Ideals-algebraic set

Notice that in $\mathbb{C}[X,Y,Z]$:
$$V(Y-X^2,Z-X^3) = \{ (t,t^2,t^3) \mid t \in \mathbb{C}\}$$

In addition, show that:

$$I(V(Y-X^2,Z-X^3)) = \langle Y-X^2,Z-X^3 \rangle$$

Finally, prove that the ideal $\langle Y-X^2,Z-X^3 \rangle$ is a prime ideal of $\mathbb{C}[X,Y,Z]$. Conclude that the algebraic set $V(Y-X^2,Z-X^3)$ is irreducible.

Could you give me some hints to solve the above exercise?

EDIT 1: Could we show like that, that in $\mathbb{C}[X,Y,Z]$:
$$V(Y-X^2,Z-X^3) = \{ (t,t^2,t^3) \mid t \in \mathbb{C}\}\ ?$$

$$V(Y-X^2, Z-X^3) = \{(a,b,c) \in \mathbb{C}^3 \mid b-a^2=0, c-a^3=0 \Rightarrow b=a^2, c=a^3\} = \{(t, t^2, t^3) \mid t \in \mathbb{C}\}$$

Could we show like that, that: $I(V(Y-X^2,Z-X^3)) = \langle Y-X^2,Z-X^3 \rangle$ ?

SUPPLIED DATA:
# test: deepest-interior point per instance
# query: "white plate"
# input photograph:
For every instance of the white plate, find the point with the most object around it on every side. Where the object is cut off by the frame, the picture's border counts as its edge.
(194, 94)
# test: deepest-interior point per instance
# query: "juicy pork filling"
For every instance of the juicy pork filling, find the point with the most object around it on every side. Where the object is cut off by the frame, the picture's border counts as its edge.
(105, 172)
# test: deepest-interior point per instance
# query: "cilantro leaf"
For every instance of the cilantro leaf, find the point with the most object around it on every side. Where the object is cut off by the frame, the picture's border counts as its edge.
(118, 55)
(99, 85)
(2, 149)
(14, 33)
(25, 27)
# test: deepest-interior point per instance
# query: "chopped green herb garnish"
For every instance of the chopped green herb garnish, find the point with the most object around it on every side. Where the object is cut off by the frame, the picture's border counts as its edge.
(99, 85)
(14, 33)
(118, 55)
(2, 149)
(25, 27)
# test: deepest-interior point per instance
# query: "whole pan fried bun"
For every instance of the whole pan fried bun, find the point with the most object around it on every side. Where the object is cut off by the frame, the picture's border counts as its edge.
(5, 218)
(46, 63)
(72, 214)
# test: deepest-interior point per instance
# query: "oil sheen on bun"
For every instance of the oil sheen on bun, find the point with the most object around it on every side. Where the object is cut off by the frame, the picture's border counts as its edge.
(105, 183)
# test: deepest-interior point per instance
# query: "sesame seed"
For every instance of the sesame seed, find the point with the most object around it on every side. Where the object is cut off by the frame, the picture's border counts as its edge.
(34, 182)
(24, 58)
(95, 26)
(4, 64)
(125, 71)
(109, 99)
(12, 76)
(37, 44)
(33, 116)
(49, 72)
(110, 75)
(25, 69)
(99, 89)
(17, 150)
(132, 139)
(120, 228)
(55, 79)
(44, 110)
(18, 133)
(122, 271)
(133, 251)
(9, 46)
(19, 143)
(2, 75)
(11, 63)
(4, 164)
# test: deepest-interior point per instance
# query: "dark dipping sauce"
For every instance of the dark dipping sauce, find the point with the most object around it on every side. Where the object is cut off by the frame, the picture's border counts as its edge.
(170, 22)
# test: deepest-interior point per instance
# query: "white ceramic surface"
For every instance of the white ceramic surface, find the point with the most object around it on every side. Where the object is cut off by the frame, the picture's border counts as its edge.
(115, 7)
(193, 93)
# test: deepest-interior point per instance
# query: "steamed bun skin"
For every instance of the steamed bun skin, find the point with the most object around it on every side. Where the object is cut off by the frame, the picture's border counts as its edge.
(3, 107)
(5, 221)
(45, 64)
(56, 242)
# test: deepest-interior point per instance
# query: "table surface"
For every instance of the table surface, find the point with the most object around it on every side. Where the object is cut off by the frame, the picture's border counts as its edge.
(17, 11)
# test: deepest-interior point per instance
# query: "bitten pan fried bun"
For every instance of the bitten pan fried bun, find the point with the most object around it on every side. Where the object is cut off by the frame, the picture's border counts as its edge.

TASK LIST:
- 1) Summarize the post on ideals and algebraic sets in two sentences.
- 2) Reproduce the post on ideals and algebraic sets between "Ideals-algebraic set" and "set $V(Y-X^2,Z-X^3)$ is irreducible.", inclusive.
- 3) Write the next part of the post on ideals and algebraic sets, continuing from the point where it stops.

RESPONSES TO THE TASKS:
- 1) The post gives an exercise in ℂ[X,Y,Z]: show that V(Y−X², Z−X³) equals {(t, t², t³) | t ∈ ℂ}, that I(V(Y−X², Z−X³)) equals ⟨Y−X², Z−X³⟩, and that this ideal is prime, then conclude that the algebraic set is irreducible. The writer asks for hints and, in an edit, proposes showing the first claim by solving b − a² = 0 and c − a³ = 0 to get b = a² and c = a³, then asks whether the claim about I(V(Y−X², Z−X³)) could be shown in a similar way.

- 2)
Ideals-algebraic set

Notice that in $\mathbb{C}[X,Y,Z]$:
$$V(Y-X^2,Z-X^3) = \{ (t,t^2,t^3) \mid t \in \mathbb{C}\}$$

In addition, show that:

$$I(V(Y-X^2,Z-X^3)) = \langle Y-X^2,Z-X^3 \rangle$$

Finally, prove that the ideal $\langle Y-X^2,Z-X^3 \rangle$ is a prime ideal of $\mathbb{C}[X,Y,Z]$. Conclude that the algebraic set $V(Y-X^2,Z-X^3)$ is irreducible.

- 3)
I(V(Y-X^2, Z-X^3)) &= I(\{(t, t^2, t^3) \mid t \in \mathbb{C}\}) \\
&= \{f(X,Y,Z) \in \mathbb{C}[X,Y,Z] \mid f(t,t^2,t^3)=0\} \\
&\overset{*}{=} \{(Y-X^2) \cdot g(X,Y,Z)+(Z-X^3) \cdot h(X,Y,Z) \mid g,h \in \mathbb{C}[X,Y,Z]\} \\
&= \langle Y-X^2, Z-X^3 \rangle

At $(*)$ can we say it like that because we know from $V(Y-X^2, Z-X^3)=\{(t,t^2,t^3) \mid t \in \mathbb{C}\}$ that $(t,t^2,t^3)$ is a solution of $Y-X^2=0$ and $Z-X^3=0$ ?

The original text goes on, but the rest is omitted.